Available data:
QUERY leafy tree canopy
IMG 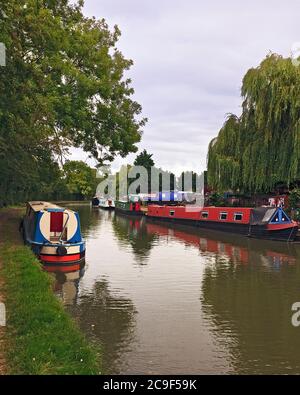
[208,54,300,192]
[0,0,146,207]
[133,149,154,170]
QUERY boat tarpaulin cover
[50,211,64,232]
[250,207,277,225]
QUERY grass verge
[0,244,100,375]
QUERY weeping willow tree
[208,54,300,192]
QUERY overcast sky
[71,0,300,172]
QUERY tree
[133,149,154,170]
[63,161,97,199]
[133,149,155,193]
[0,0,146,207]
[208,54,300,193]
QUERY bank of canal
[60,206,300,374]
[0,209,101,374]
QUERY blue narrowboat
[21,201,85,265]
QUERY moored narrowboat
[22,201,85,265]
[147,205,298,241]
[115,195,144,216]
[99,198,115,210]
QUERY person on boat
[92,196,100,206]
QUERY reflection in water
[69,279,136,374]
[112,215,157,265]
[56,206,300,374]
[53,269,84,306]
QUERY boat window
[281,212,290,222]
[220,213,228,221]
[234,213,243,221]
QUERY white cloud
[75,0,300,171]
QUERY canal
[55,205,300,374]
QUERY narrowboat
[147,205,298,241]
[99,198,115,210]
[21,201,85,265]
[92,196,99,208]
[115,195,144,216]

Objective:
Give all the lines above again, character for character, without pictures.

Task answer:
QUERY leafy tree canopy
IMG 
[208,54,300,192]
[0,0,146,207]
[133,149,154,170]
QUERY boat tarpaulin cover
[50,211,64,232]
[250,207,277,225]
QUERY grass verge
[0,244,100,375]
QUERY weeping willow tree
[208,54,300,192]
QUERY overcast sky
[71,0,300,172]
QUERY tree
[133,149,154,170]
[63,161,97,199]
[133,149,155,193]
[0,0,146,207]
[208,54,300,193]
QUERY bank of canal
[60,206,300,374]
[0,209,101,374]
QUERY blue narrowboat
[21,201,85,265]
QUERY moored narrowboat
[22,201,85,265]
[147,205,298,241]
[115,195,144,216]
[99,198,115,210]
QUERY person on boat
[92,196,100,206]
QUERY reflection in water
[69,279,136,374]
[112,215,157,265]
[56,206,300,374]
[53,269,84,306]
QUERY boat window
[281,212,290,222]
[220,213,228,221]
[234,213,243,221]
QUERY white cloud
[75,0,300,171]
QUERY canal
[55,205,300,374]
QUERY narrowboat
[147,205,298,241]
[99,198,115,210]
[21,201,85,265]
[92,196,99,208]
[115,195,144,216]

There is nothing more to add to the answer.